TASK INPUT ->
◆ ◆ ◆

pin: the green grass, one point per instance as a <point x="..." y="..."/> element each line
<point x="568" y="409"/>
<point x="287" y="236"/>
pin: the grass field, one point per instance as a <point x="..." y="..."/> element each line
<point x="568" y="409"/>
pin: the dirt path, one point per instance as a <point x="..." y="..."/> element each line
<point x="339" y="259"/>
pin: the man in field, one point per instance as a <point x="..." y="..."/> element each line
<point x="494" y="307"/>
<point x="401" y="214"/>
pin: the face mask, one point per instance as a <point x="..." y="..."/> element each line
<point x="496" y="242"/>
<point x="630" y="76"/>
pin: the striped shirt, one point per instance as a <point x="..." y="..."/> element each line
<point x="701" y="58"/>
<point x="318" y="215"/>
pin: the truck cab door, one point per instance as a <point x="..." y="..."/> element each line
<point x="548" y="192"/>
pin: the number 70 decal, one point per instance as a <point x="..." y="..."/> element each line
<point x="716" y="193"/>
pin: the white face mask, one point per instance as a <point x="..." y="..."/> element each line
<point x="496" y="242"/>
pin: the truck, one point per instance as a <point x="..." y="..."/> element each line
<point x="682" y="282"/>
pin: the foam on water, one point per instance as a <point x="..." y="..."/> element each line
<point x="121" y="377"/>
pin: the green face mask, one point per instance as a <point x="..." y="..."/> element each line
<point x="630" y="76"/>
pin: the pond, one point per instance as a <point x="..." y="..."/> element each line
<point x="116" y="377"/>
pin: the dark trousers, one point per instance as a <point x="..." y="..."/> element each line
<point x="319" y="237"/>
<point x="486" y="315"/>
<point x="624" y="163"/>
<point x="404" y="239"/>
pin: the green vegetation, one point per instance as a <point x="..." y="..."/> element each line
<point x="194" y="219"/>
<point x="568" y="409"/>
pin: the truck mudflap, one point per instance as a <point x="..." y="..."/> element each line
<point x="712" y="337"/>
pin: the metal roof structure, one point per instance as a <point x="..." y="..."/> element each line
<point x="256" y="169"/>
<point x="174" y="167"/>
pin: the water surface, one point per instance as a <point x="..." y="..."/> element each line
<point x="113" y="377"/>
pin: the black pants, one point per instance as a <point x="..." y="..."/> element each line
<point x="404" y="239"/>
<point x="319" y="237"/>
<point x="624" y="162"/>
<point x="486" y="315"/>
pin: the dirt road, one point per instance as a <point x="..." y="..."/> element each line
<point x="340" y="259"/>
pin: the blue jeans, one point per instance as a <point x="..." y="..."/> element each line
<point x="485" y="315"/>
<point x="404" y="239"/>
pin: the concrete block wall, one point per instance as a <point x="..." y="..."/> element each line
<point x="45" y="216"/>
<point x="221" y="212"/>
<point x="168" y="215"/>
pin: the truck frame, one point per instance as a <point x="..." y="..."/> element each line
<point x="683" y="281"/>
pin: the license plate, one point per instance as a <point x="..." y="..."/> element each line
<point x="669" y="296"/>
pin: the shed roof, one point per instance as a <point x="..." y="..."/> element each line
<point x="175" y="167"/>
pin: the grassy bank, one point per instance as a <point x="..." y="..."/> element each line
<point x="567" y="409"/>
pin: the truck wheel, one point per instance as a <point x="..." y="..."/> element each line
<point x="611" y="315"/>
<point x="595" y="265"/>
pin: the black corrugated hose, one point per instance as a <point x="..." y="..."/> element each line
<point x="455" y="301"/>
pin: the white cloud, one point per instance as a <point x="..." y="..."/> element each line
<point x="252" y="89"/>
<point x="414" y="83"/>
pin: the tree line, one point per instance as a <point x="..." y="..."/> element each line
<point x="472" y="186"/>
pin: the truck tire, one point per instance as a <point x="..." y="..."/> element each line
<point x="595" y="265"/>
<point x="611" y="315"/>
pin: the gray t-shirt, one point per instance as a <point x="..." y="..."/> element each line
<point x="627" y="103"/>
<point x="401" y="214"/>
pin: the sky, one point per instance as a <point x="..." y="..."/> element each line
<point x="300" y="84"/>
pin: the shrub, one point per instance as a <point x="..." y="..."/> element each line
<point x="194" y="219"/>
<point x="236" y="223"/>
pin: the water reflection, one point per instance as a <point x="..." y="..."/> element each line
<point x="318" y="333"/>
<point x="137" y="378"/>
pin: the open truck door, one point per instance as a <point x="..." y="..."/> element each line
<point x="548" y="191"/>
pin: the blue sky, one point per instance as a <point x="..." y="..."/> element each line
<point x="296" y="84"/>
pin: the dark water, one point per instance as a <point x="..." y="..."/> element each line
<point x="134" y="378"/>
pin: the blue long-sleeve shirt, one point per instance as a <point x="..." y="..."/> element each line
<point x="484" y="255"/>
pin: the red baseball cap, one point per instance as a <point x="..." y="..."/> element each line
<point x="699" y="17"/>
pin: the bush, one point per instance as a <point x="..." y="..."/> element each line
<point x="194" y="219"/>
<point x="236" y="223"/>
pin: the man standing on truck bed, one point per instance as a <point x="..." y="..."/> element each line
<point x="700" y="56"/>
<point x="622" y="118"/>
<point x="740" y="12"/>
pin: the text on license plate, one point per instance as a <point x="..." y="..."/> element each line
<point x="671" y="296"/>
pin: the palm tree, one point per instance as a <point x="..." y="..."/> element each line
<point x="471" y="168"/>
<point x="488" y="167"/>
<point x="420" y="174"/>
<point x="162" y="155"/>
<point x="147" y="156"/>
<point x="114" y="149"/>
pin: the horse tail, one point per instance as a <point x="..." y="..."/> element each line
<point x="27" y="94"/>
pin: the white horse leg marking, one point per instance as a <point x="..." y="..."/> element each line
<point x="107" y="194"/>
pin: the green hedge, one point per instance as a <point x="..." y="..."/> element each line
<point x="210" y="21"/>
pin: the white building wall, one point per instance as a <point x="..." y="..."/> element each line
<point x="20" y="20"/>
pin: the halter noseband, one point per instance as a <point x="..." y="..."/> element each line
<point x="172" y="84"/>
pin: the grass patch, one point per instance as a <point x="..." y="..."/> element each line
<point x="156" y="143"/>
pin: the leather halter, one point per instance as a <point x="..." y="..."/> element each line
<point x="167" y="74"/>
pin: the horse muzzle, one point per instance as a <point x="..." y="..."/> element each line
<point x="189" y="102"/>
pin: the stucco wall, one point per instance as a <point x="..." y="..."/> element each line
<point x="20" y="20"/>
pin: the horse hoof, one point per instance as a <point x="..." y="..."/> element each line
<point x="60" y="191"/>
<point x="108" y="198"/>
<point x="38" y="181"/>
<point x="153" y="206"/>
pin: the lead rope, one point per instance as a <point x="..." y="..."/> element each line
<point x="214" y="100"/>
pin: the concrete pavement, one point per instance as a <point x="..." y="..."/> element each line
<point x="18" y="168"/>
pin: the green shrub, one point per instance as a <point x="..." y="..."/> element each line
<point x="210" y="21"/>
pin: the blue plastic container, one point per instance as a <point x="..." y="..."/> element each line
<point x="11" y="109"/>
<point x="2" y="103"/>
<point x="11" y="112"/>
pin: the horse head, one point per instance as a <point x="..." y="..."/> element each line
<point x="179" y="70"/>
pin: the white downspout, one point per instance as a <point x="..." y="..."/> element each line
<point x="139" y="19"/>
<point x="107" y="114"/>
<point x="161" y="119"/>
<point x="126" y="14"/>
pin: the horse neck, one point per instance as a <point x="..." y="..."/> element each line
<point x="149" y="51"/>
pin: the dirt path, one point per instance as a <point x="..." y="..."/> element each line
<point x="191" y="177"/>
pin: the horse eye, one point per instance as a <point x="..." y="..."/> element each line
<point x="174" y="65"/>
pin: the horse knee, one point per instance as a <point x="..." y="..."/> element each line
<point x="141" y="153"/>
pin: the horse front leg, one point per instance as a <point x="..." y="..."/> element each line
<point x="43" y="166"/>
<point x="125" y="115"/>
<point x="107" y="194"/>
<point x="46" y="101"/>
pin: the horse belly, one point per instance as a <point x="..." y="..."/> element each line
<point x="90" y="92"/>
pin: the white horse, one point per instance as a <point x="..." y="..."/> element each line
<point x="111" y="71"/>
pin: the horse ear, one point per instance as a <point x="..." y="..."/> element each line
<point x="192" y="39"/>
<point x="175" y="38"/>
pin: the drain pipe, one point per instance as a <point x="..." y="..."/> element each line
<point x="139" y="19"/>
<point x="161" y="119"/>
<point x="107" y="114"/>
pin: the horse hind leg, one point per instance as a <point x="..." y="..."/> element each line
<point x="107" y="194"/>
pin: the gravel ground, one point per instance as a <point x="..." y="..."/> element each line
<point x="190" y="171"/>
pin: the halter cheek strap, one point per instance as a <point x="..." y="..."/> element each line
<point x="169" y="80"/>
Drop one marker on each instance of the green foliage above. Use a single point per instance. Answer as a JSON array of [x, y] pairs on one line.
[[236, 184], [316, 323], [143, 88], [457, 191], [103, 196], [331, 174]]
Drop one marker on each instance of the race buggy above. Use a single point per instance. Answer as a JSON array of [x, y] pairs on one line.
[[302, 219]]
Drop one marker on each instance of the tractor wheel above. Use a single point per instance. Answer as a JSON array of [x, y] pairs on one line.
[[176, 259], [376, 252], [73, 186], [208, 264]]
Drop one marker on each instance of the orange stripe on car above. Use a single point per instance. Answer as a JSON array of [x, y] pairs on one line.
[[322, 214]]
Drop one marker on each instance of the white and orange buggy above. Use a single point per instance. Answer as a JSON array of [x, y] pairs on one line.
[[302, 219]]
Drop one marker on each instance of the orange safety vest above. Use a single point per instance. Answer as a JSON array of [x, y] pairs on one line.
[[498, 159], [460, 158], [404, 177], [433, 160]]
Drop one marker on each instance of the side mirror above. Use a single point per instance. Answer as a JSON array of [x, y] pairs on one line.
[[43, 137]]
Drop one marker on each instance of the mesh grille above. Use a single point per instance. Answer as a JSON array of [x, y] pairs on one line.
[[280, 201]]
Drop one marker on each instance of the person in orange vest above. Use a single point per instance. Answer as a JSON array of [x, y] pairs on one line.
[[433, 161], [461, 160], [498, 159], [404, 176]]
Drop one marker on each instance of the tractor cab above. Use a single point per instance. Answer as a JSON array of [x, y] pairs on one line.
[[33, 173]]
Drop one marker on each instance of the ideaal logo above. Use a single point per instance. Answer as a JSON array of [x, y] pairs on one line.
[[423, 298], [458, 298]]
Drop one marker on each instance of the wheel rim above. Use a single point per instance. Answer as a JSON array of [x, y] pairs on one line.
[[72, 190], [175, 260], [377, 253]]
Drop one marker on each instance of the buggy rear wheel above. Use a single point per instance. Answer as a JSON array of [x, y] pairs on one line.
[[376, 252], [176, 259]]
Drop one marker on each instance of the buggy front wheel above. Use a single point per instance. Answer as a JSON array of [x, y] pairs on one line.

◆ ◆ ◆

WHAT IS NEEDED -> Exactly and only the lines from the one containing "Drop one marker on each instance of the mesh" through the end of the material are to be reproduced, both ends included.

WRITTEN SOLUTION ->
Drop one marker on each instance of the mesh grille above. Use a single point per instance. Answer as a JSON array of [x, y] pairs on one line.
[[280, 201]]
Drop one marker on each instance of the person in orange vest above. Use a single point per instance. Answer as a JSON array of [x, y] pairs on one line.
[[433, 161], [461, 160], [498, 159], [404, 176]]
Drop one marker on each instance of the tractor cab above. Use a single point per instance. Answer as a JSON array of [x, y] pairs on one line.
[[33, 173]]
Drop one marker on each instance of the ideaal logo above. Use a single point per instance. Answer as a JSON array of [x, y] pairs on one line.
[[423, 298], [458, 298]]
Drop one marker on each instance of the wheel rim above. Use a single point per instance. Answer as a JSON array of [x, y] pairs on one line.
[[72, 190], [175, 260], [377, 253]]
Drop one marker on each instance of the buggy rear wheel above. Use a single point per instance. Answer as a JSON array of [x, y] pairs on one line.
[[376, 252], [176, 259]]
Drop one marker on each instance of the buggy front wheel above. Use a single point per instance. Answer as a JSON array of [x, y] pairs on one line.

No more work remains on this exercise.